(Entries from a point annotation set)
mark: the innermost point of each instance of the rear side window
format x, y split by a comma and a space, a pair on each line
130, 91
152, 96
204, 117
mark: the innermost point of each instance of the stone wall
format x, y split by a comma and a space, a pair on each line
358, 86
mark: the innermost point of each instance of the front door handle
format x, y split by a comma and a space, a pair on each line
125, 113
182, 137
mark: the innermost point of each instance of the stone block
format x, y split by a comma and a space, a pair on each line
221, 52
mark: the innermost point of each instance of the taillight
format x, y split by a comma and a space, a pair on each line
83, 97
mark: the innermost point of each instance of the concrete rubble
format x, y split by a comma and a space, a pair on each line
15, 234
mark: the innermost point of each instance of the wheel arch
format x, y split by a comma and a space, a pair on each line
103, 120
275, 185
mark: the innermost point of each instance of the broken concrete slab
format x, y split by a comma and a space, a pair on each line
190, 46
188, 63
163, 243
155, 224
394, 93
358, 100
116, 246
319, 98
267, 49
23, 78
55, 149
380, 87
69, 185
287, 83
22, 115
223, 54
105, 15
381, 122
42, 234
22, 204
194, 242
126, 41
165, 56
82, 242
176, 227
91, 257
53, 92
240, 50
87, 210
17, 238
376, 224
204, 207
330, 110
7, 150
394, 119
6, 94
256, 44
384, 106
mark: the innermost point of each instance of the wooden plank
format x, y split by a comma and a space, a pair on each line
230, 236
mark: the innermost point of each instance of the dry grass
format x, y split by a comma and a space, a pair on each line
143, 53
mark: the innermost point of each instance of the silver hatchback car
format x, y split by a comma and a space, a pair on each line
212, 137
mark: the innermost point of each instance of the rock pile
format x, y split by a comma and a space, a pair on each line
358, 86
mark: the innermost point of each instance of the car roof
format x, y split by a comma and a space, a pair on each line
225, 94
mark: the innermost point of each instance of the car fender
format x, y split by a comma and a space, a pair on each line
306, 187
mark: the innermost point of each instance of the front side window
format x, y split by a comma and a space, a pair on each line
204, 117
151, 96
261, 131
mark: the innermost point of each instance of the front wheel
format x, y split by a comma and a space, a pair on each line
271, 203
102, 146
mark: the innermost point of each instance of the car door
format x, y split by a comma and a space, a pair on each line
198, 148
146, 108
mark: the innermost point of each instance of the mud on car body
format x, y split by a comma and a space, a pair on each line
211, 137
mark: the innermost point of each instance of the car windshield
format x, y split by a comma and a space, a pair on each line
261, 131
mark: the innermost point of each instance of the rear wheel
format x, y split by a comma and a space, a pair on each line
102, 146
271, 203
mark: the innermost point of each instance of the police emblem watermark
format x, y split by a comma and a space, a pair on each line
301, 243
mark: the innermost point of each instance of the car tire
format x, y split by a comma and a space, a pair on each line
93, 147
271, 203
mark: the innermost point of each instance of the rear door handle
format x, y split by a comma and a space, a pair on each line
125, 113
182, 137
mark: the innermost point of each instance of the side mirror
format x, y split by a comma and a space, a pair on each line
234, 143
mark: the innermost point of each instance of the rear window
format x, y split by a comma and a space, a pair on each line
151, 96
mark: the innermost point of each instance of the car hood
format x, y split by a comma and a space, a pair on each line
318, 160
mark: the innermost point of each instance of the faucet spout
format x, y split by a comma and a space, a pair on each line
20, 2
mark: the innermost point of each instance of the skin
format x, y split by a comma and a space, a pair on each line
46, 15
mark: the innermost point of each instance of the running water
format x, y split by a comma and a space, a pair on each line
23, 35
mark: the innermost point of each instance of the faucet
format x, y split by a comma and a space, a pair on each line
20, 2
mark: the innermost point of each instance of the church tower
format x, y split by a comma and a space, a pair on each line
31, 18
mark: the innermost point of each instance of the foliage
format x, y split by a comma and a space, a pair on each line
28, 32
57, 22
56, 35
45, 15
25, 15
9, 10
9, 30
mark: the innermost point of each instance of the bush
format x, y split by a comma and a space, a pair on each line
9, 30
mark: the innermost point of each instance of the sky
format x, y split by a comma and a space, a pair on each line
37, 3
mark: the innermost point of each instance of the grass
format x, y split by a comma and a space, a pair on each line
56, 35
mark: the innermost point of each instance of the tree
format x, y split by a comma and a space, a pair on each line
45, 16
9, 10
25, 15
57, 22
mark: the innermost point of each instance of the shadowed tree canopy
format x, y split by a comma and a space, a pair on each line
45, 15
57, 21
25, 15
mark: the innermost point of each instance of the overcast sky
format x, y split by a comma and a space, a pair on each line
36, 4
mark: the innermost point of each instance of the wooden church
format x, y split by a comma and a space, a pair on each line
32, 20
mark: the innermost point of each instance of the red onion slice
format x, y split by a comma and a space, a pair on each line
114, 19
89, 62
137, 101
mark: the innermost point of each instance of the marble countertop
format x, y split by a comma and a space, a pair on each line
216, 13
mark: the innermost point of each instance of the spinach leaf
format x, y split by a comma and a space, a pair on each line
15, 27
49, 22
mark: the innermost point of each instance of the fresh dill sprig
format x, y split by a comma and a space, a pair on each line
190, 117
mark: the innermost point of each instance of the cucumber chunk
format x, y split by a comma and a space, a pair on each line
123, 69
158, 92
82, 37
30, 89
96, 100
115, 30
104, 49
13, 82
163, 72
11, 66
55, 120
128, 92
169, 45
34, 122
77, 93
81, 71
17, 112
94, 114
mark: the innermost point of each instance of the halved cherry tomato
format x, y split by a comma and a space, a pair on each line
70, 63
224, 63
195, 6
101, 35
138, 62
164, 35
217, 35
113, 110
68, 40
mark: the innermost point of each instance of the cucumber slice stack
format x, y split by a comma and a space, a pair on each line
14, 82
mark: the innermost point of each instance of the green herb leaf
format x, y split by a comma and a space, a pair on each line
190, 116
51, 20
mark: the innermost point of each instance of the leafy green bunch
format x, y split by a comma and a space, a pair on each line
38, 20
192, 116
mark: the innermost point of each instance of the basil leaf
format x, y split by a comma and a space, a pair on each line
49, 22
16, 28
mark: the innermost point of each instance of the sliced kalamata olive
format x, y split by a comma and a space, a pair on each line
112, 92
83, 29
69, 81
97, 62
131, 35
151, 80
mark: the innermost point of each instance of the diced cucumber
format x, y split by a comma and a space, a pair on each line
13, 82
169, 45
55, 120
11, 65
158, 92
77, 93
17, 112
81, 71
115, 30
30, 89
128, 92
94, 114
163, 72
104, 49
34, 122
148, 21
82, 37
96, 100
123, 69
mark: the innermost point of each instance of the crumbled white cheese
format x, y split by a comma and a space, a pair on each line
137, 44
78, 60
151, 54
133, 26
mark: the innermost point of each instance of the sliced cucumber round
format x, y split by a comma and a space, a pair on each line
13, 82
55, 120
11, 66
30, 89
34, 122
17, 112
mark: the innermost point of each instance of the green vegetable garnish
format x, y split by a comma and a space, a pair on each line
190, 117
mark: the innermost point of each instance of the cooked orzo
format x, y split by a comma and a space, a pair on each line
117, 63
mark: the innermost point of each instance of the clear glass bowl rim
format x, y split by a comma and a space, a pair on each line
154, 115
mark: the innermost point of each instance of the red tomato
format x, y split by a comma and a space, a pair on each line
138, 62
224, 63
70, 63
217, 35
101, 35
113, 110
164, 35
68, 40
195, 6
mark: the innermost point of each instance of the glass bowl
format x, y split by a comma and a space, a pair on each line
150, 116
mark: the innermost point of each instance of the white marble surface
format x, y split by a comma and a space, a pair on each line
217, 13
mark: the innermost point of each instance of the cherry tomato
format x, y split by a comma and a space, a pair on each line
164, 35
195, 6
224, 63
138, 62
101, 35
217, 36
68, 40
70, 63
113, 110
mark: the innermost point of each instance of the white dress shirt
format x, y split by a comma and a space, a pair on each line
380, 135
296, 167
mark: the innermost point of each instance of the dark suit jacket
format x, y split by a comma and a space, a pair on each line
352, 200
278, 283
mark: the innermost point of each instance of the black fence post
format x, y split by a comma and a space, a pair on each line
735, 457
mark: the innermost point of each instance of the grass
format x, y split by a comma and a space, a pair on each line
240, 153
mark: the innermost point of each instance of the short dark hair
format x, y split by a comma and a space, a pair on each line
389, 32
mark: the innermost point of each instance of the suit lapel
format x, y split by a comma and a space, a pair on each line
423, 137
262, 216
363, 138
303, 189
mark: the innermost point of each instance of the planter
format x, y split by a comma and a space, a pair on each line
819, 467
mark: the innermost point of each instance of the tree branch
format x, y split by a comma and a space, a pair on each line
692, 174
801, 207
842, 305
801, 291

GOAL:
From the line holding "mark: the innermost point of each instance of the black" through the last line above, reproduce each line exactly and add nothing.

FINAL RESULT:
mark: the innermost point of each instance of the black fence post
format x, y split by a comma and a space, a pair on each line
735, 457
mark: the innermost point of each instance of the grass
format x, y split by a comma and a space, a pair on each line
240, 153
mark: the innermost point of each instance of the short dark hair
format x, y split by a comma and a space, a pair on each line
389, 32
mark: the innermost point of each instance of the suit lapel
format x, y split by a comma and a space, a pair on each line
423, 137
262, 216
363, 138
303, 189
mark: the innermost point of each instance of the planter
format x, y split by a comma and a space, a pair on each line
819, 467
mark: the innermost point of each instance of the tree branch
format x, y split by a comma and a space, a pair on each line
692, 174
801, 207
842, 305
801, 291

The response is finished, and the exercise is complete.